(THE RECORDS begins)

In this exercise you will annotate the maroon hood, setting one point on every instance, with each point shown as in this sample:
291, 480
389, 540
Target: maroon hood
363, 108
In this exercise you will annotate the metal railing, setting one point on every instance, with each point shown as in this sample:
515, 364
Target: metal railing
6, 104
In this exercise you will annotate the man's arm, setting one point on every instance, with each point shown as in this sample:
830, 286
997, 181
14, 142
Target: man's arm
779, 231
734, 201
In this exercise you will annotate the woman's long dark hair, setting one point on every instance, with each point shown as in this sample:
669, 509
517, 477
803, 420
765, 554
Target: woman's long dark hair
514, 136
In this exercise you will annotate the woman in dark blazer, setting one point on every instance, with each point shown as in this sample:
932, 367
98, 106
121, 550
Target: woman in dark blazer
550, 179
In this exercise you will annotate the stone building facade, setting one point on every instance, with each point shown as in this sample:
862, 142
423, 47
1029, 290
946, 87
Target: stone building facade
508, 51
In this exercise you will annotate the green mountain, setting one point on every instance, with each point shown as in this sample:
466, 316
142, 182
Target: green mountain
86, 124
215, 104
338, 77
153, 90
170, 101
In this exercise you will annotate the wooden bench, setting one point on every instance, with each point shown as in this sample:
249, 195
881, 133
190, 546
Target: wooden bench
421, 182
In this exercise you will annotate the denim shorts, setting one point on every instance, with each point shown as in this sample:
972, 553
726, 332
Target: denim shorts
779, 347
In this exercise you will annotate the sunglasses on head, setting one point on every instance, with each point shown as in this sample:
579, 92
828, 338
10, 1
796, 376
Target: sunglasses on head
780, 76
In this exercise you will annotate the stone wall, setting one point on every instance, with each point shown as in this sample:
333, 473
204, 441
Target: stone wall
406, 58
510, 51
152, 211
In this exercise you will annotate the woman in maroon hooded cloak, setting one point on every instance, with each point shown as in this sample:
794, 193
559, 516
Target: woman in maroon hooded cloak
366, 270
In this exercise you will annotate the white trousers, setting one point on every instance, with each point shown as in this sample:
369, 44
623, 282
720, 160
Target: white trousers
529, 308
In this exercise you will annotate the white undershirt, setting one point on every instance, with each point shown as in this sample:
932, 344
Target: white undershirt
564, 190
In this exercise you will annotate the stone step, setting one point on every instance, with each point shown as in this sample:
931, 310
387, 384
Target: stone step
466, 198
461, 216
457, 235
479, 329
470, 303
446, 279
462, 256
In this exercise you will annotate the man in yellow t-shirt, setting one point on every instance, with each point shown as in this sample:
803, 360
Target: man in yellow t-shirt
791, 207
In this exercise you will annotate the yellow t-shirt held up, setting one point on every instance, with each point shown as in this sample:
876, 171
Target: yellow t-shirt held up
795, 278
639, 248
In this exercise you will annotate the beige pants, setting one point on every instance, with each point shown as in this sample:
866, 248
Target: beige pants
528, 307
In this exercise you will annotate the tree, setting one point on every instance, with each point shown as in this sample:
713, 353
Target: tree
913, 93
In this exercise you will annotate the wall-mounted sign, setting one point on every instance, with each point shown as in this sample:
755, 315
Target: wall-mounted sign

(THE RECORDS ends)
(THE RECORDS begins)

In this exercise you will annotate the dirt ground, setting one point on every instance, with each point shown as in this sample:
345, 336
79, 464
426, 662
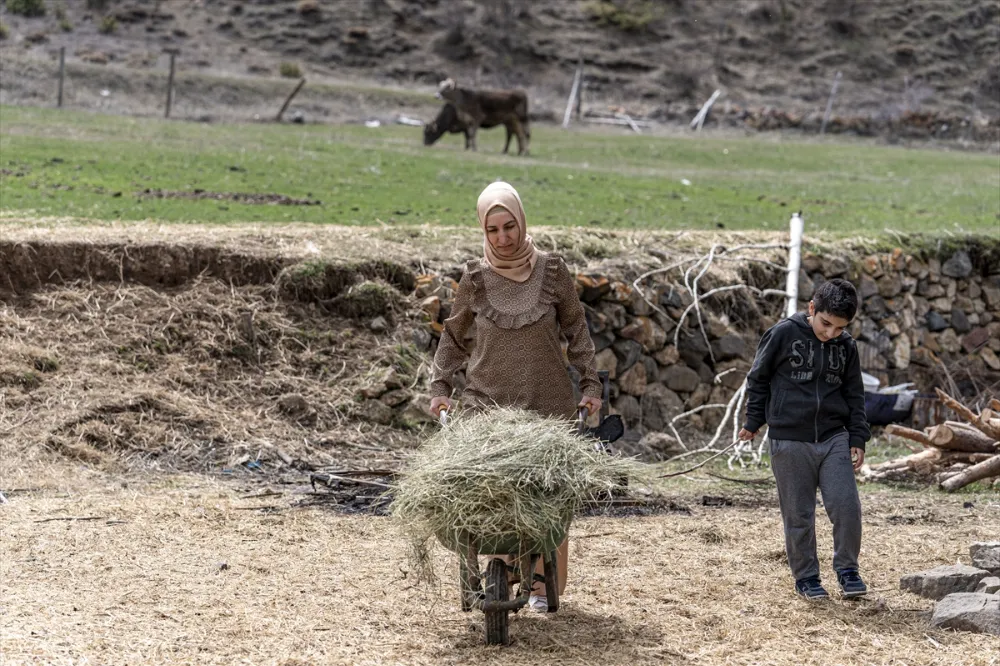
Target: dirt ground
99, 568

(THE RECORDS ends)

* **EXERCISE DETAILS**
For this exercise, copy every line of the data that holds "sign".

* **YOUR RESPONSE**
In this exercise you will annotate the wall-mounted sign, setting one point on every instance, with each point shown as in this sample:
Target: wall-mounted sign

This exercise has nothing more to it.